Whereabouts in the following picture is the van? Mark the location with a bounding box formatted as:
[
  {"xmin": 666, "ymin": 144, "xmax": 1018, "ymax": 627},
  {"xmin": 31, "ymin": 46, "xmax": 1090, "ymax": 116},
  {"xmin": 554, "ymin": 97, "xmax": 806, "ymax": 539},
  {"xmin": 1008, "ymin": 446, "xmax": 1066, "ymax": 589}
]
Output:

* * *

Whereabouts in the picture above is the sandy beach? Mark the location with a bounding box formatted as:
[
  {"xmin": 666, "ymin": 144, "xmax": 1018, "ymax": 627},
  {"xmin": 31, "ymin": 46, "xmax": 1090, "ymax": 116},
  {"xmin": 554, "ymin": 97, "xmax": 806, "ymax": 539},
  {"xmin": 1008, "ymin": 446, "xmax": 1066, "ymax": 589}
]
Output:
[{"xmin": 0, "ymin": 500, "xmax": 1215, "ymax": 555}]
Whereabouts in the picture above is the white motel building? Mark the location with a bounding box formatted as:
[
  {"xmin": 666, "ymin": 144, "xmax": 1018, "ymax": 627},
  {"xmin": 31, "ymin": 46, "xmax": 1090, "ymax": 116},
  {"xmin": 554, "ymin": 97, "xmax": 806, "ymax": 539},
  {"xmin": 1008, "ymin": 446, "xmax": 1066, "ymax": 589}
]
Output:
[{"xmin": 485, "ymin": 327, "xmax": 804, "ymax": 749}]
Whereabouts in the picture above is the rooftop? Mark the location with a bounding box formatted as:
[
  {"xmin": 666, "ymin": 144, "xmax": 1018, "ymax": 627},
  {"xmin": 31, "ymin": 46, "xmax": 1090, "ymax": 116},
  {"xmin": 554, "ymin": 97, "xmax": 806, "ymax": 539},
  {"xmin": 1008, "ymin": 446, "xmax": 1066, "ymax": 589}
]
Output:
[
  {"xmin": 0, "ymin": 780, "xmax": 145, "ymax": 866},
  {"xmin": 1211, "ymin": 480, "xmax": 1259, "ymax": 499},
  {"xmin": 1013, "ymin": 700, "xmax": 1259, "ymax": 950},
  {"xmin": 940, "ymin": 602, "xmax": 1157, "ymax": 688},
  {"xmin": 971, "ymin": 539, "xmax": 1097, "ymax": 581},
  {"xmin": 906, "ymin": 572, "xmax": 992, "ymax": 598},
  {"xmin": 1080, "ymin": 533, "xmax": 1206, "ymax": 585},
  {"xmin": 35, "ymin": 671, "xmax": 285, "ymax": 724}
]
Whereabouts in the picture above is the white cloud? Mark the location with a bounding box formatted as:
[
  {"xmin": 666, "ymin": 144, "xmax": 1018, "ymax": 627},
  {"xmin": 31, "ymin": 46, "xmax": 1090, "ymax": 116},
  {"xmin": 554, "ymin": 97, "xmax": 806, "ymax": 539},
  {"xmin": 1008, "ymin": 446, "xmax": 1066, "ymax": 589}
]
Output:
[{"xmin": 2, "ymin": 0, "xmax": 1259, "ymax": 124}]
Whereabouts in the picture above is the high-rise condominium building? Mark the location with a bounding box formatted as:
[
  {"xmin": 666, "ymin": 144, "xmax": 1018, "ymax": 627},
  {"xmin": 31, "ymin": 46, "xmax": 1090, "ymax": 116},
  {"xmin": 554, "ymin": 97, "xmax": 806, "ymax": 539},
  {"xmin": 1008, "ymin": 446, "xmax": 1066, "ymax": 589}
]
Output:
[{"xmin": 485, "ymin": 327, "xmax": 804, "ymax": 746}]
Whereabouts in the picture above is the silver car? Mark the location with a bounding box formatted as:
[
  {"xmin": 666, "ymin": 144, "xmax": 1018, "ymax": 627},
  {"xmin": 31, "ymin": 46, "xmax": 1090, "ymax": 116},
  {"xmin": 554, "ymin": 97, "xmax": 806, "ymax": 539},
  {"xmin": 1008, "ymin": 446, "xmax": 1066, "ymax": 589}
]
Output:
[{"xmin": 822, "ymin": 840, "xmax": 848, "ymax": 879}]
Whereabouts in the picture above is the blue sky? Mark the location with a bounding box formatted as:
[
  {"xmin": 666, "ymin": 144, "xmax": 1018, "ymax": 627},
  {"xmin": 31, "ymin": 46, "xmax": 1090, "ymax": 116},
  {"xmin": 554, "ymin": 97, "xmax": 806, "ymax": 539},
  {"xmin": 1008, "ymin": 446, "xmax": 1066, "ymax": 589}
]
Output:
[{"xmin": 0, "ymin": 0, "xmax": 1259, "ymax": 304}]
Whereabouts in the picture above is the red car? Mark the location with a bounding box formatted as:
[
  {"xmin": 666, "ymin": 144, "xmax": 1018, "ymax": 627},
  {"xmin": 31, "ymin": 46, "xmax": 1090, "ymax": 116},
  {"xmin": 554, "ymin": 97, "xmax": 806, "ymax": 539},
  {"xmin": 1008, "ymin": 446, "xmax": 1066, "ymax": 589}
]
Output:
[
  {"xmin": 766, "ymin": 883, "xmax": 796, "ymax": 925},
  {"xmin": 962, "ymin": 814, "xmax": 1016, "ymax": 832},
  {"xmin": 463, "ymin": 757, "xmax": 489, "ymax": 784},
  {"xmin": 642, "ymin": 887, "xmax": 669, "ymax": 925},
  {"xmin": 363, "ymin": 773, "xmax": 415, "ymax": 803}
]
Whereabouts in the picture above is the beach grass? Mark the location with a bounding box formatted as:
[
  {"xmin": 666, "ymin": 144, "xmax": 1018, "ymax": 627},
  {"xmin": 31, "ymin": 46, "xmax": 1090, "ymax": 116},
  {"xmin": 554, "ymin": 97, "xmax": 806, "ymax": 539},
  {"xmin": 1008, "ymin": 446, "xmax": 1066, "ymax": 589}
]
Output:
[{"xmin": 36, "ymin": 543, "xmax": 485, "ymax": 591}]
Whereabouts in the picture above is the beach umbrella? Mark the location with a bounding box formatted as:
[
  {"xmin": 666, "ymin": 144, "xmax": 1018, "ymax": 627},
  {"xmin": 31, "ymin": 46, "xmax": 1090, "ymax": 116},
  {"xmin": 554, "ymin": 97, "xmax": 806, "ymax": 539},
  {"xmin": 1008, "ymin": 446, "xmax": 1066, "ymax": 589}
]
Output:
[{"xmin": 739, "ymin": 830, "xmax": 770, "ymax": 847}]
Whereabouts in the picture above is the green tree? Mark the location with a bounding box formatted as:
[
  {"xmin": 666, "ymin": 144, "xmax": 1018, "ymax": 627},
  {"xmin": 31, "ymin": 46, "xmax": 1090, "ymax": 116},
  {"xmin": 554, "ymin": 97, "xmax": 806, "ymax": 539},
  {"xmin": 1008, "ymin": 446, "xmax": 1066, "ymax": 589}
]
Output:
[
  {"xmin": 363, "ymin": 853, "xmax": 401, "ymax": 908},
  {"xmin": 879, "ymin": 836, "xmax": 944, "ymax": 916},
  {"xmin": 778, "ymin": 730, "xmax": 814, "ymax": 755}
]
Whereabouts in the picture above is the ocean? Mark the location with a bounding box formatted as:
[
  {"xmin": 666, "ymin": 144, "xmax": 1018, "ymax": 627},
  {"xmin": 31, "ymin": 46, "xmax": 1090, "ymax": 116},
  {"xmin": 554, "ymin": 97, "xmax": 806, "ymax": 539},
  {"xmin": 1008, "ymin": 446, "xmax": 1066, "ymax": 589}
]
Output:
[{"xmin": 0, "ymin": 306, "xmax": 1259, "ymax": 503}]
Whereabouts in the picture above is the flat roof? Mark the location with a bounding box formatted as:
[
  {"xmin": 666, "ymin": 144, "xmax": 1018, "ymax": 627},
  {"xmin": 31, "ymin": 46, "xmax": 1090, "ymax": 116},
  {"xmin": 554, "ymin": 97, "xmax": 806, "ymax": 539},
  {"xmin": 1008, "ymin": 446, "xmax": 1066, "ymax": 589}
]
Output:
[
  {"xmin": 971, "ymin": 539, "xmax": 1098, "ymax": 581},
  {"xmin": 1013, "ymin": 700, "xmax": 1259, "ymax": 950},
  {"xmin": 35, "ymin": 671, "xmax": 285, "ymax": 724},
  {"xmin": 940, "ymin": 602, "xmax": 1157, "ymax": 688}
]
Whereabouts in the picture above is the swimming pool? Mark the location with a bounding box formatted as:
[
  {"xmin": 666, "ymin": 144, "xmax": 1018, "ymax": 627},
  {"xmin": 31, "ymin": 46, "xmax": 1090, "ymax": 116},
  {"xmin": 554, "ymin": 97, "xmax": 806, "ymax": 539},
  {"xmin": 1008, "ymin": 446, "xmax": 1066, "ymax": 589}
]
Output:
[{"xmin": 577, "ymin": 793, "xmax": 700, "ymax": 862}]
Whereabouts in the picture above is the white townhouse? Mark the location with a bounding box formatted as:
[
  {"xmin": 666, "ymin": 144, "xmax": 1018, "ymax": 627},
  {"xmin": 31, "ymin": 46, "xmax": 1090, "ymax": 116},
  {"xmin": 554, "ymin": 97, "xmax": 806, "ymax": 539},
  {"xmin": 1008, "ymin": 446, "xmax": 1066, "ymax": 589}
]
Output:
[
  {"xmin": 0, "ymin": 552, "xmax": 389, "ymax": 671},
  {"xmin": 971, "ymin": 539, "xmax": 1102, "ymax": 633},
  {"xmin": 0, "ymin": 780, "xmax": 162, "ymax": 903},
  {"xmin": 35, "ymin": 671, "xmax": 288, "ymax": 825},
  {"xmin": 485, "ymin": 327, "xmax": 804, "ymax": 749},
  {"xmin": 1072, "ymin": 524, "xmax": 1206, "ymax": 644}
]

• _STATED EXERCISE_:
Pick out each line of the material above that contains the word "building", and copy those lines in full. Match case exactly.

• _TASK OUTPUT_:
Whereabouts in the picture above is the white motel building? Mark the location with a bounding box formatted as:
Whereabouts in the picture above is the high-rise condominium building? Mark the location with a bounding box formatted as:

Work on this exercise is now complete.